## RECORD SET:
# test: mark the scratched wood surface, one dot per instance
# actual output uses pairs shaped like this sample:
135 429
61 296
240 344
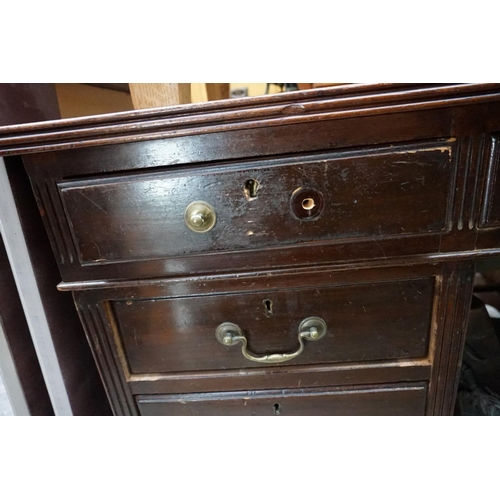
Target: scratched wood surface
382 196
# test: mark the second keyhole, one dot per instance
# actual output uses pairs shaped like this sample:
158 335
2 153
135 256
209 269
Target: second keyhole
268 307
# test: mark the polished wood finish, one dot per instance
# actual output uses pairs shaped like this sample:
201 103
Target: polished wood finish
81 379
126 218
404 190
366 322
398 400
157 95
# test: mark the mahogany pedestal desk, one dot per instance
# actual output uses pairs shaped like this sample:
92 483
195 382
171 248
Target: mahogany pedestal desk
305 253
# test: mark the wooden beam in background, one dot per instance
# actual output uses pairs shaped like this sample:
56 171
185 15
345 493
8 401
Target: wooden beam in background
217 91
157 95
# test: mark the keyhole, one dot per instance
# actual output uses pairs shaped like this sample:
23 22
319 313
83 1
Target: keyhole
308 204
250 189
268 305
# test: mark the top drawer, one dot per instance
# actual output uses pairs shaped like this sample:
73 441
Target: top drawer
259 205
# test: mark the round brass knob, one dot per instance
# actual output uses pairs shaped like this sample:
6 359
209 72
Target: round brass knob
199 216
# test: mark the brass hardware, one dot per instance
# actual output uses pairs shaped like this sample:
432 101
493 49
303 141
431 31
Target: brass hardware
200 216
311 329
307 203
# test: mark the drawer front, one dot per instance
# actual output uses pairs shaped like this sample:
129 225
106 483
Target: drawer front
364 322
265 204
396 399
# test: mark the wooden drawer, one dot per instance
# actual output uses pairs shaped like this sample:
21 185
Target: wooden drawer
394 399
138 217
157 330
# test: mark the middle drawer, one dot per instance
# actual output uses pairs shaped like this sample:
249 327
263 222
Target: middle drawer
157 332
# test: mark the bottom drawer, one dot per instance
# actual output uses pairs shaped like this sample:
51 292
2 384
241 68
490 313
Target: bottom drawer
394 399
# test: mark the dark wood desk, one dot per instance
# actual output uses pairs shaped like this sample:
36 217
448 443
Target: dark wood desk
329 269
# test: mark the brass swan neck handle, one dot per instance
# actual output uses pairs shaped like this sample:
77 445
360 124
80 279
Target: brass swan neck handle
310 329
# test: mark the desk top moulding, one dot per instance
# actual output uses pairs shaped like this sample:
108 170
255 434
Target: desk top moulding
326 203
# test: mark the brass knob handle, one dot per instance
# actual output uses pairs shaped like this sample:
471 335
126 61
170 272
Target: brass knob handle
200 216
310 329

---

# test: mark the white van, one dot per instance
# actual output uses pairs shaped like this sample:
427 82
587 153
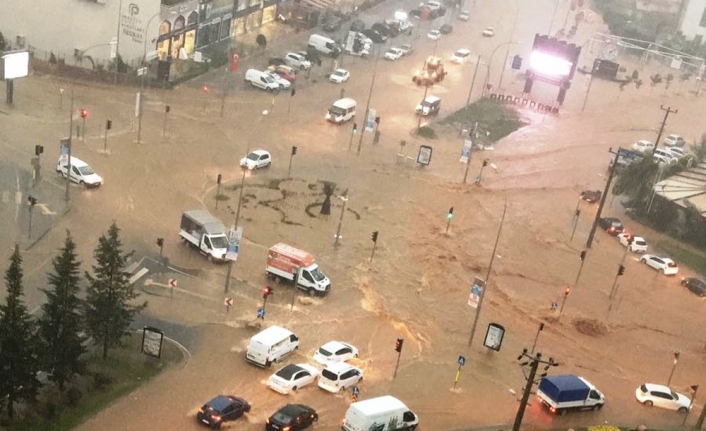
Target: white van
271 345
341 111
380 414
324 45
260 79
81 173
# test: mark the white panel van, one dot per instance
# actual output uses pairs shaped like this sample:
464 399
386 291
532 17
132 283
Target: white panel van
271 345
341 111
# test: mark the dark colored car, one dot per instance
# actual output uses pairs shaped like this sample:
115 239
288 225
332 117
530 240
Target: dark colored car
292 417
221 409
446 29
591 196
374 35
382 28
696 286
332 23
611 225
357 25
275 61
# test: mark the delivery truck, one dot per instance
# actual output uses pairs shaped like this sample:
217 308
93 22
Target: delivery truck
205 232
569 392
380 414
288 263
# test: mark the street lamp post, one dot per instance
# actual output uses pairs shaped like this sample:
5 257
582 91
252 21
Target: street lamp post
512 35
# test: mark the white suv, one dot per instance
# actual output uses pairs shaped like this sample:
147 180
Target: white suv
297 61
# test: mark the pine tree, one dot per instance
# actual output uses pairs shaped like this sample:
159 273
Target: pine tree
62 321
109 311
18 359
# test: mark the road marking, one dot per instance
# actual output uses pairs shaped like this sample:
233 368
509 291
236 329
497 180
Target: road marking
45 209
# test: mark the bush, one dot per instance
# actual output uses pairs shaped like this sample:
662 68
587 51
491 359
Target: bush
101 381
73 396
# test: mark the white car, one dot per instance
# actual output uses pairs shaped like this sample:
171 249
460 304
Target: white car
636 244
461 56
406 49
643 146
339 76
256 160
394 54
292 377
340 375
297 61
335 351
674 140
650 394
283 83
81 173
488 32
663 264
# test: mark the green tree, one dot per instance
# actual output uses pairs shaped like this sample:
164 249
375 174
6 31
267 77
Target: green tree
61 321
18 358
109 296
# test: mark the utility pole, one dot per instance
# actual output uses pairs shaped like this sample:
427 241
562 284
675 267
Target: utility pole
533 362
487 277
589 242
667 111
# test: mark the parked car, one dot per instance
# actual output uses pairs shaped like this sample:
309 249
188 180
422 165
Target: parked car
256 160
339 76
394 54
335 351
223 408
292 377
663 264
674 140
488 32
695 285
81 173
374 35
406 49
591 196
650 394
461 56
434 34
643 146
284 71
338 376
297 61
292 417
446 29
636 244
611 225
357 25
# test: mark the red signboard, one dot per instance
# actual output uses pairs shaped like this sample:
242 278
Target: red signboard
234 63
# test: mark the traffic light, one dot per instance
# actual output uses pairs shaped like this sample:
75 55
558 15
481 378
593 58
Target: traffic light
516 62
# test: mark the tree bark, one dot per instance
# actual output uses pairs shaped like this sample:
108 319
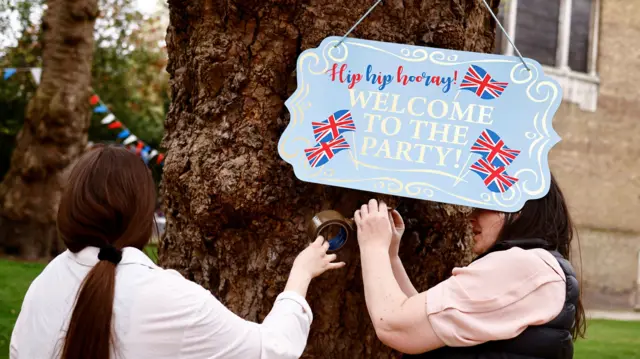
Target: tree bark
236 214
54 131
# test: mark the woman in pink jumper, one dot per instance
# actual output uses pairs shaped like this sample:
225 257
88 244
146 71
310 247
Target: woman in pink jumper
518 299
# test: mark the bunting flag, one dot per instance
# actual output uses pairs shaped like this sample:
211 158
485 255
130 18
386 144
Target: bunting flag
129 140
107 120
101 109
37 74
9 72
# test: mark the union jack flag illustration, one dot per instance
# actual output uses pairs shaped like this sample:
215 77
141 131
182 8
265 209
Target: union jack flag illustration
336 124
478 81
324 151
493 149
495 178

## TASK DIRECTIONS:
Locate every line above that contains the word "dark" and copy each one in full. Case counts.

## THE COMPLETED TASK:
# test: mark the dark wood desk, one dot per instance
Target: dark wood desk
# test: mark the dark colored car, one dot per instance
Target: dark colored car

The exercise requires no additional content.